**Task:** Gather every line of the material below that contains the string "suit". Case counts.

(Dataset items)

───

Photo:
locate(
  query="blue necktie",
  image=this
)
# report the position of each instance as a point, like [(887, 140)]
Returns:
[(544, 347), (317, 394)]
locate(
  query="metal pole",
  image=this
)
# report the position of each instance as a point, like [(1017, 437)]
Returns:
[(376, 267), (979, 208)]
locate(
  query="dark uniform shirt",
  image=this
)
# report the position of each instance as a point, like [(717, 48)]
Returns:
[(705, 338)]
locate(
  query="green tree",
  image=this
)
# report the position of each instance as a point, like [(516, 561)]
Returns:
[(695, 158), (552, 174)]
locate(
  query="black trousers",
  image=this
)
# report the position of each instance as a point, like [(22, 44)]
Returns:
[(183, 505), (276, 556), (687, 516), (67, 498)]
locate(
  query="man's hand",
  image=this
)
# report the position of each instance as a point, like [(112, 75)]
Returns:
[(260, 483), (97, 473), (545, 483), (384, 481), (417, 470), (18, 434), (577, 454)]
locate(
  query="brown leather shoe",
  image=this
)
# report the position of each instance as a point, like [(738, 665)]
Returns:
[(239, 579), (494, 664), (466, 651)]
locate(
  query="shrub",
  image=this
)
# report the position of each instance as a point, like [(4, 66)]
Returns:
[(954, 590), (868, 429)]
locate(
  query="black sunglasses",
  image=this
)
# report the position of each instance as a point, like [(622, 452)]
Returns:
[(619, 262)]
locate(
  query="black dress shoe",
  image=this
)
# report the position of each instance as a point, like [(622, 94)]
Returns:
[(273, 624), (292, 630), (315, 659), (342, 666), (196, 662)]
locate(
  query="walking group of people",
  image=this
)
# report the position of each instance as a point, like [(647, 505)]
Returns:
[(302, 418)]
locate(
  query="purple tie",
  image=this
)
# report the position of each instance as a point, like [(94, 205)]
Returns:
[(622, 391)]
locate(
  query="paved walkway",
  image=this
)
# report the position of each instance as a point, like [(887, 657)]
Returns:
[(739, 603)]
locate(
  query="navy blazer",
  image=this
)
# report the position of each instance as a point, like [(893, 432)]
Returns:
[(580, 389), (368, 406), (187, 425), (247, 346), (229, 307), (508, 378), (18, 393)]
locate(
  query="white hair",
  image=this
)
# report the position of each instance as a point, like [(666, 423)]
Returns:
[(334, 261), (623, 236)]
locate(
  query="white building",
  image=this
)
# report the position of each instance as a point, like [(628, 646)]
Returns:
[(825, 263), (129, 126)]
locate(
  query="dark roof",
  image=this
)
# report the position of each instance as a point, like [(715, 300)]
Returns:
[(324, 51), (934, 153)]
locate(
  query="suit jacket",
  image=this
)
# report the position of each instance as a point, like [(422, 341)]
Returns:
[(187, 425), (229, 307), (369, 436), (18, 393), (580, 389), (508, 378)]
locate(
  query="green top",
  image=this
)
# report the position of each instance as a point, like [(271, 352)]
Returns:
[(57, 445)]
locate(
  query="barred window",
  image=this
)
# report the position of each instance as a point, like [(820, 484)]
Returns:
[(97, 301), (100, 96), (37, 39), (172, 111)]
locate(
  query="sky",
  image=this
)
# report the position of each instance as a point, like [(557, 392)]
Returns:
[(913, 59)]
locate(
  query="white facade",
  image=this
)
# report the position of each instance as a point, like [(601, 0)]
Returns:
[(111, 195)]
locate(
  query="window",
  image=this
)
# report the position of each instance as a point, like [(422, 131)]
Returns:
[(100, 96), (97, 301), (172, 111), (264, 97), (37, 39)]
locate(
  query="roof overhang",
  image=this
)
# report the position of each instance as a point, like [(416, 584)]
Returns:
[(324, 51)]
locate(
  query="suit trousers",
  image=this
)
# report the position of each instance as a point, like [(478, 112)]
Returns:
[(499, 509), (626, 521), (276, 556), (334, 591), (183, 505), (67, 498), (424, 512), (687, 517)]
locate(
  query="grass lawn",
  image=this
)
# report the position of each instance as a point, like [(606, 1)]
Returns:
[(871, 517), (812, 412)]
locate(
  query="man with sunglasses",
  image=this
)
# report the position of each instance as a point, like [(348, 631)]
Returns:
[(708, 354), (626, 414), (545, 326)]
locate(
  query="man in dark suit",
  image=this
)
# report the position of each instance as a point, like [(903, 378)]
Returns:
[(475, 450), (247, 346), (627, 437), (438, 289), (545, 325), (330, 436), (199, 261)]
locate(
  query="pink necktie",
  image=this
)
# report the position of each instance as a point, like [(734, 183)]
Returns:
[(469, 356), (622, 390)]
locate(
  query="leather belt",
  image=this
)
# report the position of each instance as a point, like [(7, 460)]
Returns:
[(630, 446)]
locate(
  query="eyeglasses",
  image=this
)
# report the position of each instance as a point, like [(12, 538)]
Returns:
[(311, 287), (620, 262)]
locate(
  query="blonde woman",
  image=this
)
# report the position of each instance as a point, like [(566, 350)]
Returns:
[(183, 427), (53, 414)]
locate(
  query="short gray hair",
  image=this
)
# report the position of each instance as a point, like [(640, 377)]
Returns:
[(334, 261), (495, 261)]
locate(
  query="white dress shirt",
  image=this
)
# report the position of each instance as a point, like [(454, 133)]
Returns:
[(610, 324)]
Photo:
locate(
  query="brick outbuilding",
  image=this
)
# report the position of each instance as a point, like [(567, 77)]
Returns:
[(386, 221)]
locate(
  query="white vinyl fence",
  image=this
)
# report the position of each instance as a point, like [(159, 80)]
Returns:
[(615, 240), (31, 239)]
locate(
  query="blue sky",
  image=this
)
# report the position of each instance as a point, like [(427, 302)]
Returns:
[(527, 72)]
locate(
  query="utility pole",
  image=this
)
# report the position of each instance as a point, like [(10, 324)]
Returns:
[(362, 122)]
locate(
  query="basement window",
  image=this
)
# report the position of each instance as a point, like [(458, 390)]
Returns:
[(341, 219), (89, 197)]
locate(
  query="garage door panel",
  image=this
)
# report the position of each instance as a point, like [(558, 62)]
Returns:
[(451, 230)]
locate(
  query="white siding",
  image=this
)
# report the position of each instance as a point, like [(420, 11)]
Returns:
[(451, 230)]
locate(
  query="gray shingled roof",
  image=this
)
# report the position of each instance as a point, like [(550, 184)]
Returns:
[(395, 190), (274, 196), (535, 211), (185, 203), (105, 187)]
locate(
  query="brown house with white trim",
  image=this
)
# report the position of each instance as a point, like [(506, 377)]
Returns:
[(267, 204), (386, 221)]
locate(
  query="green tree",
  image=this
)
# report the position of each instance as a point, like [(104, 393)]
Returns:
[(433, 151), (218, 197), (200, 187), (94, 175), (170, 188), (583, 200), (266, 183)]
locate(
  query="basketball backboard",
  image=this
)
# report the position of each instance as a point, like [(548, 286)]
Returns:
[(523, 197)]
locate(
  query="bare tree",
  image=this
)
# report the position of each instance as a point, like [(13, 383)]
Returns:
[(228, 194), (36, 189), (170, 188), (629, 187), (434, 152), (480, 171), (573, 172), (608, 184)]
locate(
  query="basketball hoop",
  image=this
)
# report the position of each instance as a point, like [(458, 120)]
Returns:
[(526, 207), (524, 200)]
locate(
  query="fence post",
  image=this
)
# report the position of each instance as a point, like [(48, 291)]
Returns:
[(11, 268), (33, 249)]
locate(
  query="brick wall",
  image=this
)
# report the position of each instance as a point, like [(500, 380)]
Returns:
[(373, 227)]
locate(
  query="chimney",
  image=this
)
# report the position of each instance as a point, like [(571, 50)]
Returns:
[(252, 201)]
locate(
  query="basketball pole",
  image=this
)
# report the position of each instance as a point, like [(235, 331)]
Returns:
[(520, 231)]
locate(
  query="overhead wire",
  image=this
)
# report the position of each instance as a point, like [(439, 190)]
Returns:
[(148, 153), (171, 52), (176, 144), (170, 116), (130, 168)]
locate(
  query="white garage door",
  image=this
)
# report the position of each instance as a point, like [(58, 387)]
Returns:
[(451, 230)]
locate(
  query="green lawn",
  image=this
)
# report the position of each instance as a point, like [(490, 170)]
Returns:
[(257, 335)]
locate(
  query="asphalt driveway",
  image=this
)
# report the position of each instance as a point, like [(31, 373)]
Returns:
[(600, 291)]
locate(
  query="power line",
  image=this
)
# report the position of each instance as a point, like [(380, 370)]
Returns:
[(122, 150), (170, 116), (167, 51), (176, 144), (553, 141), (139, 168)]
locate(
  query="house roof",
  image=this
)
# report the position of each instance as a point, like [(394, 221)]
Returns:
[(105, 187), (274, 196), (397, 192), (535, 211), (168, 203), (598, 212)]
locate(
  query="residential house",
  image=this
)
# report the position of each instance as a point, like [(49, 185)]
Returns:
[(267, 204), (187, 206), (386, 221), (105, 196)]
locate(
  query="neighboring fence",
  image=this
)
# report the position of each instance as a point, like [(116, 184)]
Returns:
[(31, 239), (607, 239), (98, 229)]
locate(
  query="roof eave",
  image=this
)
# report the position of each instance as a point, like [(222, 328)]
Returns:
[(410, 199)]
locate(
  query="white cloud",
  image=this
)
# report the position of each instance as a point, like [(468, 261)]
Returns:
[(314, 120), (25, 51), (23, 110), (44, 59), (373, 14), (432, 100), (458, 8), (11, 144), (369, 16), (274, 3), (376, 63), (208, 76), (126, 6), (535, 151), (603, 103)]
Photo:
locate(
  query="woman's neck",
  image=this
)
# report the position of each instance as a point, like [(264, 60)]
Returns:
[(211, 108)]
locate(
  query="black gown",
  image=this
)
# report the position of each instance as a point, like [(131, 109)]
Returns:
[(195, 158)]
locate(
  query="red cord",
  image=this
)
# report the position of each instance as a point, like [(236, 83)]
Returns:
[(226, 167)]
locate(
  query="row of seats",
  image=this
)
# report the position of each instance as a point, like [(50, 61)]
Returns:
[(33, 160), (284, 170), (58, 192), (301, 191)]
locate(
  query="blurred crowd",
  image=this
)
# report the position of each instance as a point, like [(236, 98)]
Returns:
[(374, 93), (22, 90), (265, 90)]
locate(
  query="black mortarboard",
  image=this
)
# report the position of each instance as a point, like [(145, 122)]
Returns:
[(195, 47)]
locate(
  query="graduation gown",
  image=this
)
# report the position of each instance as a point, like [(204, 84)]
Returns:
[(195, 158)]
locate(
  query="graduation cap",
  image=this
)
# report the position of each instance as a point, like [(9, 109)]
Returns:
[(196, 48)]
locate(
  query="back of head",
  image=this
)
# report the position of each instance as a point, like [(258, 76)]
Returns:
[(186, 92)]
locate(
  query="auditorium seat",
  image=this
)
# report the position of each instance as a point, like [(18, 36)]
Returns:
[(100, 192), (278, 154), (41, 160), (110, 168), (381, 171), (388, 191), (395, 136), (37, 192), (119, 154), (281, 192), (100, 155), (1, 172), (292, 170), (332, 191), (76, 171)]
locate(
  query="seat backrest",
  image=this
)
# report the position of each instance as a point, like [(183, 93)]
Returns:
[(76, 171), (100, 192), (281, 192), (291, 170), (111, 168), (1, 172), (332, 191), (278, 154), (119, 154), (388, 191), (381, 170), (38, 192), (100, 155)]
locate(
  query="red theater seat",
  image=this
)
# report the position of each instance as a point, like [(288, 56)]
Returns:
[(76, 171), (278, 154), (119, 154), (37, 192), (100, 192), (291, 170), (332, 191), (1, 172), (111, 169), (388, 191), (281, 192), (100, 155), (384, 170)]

───

**Exercise output:**
  query="suit jacket",
  query="suit trousers",
  query="man in dark suit",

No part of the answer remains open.